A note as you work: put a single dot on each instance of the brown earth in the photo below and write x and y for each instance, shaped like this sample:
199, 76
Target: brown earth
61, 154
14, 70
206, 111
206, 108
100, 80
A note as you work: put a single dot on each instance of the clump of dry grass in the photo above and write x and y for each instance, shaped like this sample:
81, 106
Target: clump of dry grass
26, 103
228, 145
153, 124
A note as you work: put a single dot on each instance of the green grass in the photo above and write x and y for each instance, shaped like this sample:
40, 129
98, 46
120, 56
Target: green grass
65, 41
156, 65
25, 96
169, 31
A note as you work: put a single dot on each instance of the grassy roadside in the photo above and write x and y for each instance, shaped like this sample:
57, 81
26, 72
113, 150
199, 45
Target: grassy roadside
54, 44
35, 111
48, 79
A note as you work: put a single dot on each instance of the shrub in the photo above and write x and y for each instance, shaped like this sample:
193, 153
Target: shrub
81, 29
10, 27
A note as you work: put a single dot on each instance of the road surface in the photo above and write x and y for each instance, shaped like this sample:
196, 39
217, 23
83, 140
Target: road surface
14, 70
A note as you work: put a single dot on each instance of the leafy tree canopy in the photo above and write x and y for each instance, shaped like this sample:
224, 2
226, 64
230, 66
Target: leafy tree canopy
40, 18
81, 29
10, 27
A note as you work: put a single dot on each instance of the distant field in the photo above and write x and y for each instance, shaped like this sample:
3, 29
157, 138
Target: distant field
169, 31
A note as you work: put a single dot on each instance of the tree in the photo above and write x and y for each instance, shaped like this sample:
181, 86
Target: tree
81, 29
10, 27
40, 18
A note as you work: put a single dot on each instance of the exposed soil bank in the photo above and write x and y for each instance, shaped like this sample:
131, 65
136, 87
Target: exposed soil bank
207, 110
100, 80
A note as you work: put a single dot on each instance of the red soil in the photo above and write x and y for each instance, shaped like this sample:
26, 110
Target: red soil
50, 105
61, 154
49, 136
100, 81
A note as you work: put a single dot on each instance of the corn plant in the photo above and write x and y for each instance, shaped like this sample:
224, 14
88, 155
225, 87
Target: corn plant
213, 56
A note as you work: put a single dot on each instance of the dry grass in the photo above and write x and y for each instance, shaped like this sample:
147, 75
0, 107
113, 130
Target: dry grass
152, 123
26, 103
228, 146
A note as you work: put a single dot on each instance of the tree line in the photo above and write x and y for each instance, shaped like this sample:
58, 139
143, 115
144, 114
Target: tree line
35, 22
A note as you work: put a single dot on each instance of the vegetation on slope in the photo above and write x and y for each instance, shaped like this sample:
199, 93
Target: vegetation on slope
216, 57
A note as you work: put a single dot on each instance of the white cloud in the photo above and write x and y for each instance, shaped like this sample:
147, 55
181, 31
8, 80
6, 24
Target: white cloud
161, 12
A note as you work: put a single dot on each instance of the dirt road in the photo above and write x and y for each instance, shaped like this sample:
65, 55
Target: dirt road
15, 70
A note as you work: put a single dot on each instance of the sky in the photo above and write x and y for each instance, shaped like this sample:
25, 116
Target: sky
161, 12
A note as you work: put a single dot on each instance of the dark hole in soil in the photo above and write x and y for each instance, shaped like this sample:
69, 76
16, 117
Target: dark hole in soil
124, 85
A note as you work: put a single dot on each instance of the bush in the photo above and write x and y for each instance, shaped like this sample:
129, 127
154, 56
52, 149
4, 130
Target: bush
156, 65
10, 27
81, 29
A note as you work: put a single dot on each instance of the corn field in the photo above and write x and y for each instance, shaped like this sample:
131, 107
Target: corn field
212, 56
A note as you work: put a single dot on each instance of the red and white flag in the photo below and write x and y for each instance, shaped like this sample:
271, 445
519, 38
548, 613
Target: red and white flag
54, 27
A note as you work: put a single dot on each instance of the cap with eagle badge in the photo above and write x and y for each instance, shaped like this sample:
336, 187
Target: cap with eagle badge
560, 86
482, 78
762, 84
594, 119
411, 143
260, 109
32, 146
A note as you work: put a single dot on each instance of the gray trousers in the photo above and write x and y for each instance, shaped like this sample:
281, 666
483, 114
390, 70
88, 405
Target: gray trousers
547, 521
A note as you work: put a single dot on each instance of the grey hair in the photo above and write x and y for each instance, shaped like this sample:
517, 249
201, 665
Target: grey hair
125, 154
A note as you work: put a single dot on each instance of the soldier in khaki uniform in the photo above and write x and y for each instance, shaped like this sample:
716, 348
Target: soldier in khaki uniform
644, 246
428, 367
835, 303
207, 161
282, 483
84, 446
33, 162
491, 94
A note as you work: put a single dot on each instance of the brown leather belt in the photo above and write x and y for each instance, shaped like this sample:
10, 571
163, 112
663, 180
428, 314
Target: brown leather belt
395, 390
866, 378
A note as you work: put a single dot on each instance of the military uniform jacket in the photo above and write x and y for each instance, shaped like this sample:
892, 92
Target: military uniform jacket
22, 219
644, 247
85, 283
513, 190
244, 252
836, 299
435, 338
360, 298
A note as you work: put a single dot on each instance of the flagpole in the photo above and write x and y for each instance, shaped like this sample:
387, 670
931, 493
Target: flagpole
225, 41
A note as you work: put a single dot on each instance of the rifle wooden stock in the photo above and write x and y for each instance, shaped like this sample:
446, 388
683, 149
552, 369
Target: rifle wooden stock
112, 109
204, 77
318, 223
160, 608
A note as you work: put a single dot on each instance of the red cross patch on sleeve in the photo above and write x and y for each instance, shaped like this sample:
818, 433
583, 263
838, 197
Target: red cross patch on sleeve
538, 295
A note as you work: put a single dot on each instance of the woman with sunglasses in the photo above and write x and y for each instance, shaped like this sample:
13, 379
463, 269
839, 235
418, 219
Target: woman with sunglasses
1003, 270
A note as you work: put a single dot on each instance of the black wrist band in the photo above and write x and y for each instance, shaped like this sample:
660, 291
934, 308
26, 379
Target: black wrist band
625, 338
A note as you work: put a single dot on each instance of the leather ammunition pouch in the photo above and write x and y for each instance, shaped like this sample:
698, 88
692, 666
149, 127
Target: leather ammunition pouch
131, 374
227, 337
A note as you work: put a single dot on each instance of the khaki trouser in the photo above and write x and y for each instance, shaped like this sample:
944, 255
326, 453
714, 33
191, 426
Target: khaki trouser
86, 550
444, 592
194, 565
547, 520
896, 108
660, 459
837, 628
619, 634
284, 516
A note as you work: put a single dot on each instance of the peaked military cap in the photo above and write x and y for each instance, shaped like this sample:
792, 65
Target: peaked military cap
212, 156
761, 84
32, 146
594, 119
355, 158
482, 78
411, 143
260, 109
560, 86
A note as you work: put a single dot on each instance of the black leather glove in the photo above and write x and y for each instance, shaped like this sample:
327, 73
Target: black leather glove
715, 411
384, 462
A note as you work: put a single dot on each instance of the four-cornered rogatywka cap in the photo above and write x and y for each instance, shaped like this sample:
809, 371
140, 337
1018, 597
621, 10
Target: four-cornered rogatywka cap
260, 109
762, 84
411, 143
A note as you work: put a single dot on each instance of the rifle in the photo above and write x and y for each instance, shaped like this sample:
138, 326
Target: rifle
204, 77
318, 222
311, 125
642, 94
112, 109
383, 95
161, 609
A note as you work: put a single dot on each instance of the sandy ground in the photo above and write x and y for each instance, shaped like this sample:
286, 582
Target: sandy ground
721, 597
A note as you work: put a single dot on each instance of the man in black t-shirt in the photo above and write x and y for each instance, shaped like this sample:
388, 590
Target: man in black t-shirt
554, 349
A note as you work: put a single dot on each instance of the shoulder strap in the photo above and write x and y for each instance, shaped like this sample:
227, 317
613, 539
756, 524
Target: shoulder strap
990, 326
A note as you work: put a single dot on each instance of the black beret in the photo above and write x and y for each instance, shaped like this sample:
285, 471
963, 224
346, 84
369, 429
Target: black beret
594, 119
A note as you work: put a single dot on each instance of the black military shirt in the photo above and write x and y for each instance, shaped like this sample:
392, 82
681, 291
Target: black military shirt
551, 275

* * * * * * * * *

Problem details>
Go through the records above. Copy each line in which the string "below" appears.

Expected answer>
A note as you work: put a single dot on each instance of the brown earth in the photo below and write x and y for each instance, shaped like this sample:
A note as you work: put a single dot on each instance of the red and white flag in the photo below and write x and y for each instance, shaped like this sample:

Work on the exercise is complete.